**Given text:**
In the wooded areas of Felix Neck, look for species like the northern flicker, a type of woodpecker, or the rufous-sided towhee with its rusty brown sides and black back. One trail leads over a wooden boardwalk to a turtle pond where waterfowl gather. Follow the trail to Sengekontacket Pond, a large salt pond surrounded by beach and marsh. Walking along the sand you can find evidence of the Vineyard's abundant shellfish: Scallop, clam, mussel, whelk, and cast-off shells of horseshoe crabs embellish the sand. Sengekontacket Pond is a haven to many species of birds that can be discovered from the shore. The statuesque great blue heron blends against tall grasses while fishing at the water's edge; common and least terns skim over the water, their heads bent downward anticipating a catch; and herring and black-backed gulls bob peacefully with the waves. Felix Neck also contains a man-made waterfowl pond with a cabin where visitors can rest while spying on green herons, geese, mallards, and other ducks.

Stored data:
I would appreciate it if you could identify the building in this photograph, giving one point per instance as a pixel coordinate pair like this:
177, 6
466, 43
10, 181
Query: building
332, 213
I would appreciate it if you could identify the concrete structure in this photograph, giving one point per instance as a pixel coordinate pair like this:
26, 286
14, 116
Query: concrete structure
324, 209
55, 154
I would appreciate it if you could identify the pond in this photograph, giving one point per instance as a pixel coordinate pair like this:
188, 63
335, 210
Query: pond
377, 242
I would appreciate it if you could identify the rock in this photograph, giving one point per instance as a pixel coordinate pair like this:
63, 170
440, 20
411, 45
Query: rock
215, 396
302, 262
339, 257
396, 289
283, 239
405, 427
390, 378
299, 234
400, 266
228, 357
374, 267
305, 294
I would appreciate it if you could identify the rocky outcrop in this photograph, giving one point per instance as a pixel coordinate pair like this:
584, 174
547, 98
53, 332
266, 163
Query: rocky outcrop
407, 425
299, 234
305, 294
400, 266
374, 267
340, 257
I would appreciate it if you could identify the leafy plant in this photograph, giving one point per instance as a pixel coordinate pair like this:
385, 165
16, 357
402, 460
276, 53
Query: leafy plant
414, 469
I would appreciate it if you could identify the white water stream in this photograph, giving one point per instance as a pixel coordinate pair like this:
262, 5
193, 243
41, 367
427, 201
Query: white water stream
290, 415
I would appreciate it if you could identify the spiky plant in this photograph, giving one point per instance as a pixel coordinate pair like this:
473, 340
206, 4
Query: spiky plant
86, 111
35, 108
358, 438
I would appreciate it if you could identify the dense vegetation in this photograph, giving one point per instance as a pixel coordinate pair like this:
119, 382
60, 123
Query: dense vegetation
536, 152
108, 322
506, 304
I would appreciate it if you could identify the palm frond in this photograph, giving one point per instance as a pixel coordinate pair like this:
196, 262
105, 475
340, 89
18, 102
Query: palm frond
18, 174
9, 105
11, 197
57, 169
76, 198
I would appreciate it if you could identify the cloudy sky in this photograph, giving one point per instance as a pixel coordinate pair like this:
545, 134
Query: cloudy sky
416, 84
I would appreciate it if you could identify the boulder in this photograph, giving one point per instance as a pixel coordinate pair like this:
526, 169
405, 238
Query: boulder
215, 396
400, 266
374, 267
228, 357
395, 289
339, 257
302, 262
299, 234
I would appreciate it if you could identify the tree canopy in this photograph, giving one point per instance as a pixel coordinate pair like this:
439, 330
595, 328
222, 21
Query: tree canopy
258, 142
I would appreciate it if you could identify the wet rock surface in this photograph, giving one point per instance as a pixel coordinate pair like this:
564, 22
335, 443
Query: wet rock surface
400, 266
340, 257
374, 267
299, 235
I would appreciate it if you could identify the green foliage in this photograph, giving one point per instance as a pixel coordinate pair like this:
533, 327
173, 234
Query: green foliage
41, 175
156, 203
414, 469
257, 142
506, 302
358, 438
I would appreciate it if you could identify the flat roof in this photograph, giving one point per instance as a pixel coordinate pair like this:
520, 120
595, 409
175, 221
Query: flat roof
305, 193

**Requests:**
**a)** Rewrite the paragraph of the Felix Neck passage that begins "In the wooded areas of Felix Neck" as a brief bulleted list that keeps its main facts.
**b)** Write the next part of the Felix Neck passage, starting after its final sentence.
These rows come from a separate source.

**Task responses:**
**a)**
- Wooded areas: northern flickers (a woodpecker) and rufous-sided towhees, which have rusty brown sides and a black back.
- A wooden boardwalk leads to a turtle pond where waterfowl gather.
- The trail continues to Sengekontacket Pond, a large salt pond surrounded by beach and marsh.
- The sand holds scallop, clam, mussel and whelk shells and cast-off horseshoe crab shells, evidence of the Vineyard's abundant shellfish.
- Birds seen from the pond's shore: great blue herons fishing among tall grasses, common and least terns skimming the water, and herring and black-backed gulls bobbing on the waves.
- A man-made waterfowl pond has a cabin where visitors can rest and watch green herons, geese, mallards and other ducks.

**b)**
The trails that span Felix Neck Sanctuary are easily navigated and are within a short distance of the visitors' center, making this hike ideal for families with children.

Menemsha Hills Reservation, a 211-acre property of The Trustees of Reservations located in Chilmark, is a more rugged hike through oak and pine forest to spectacular hilltop and ocean views. Consider wearing a bathing suit and bringing a picnic lunch, since the trail exits at the beautiful beaches of Vineyard Sound.

From the parking lot, follow the trail leading to the 308-foot-high Prospect Hill for breathtaking views of the coastline, the Elizabeth Islands, Menemsha, and the cliffs and lighthouse of Gay Head to the west. The woods of Menemsha Hills are dense and lush with ferns, blackberry bushes, a variety of shrubs, and tight clusters of trees stunted by salt-water-laden winds and harsh soil conditions. This compact vegetation provides shelter for the rufous-sided towhee, wrens, chickadees, nuthatches, white-eyed vireos, downy woodpeckers, catbirds, and many other species.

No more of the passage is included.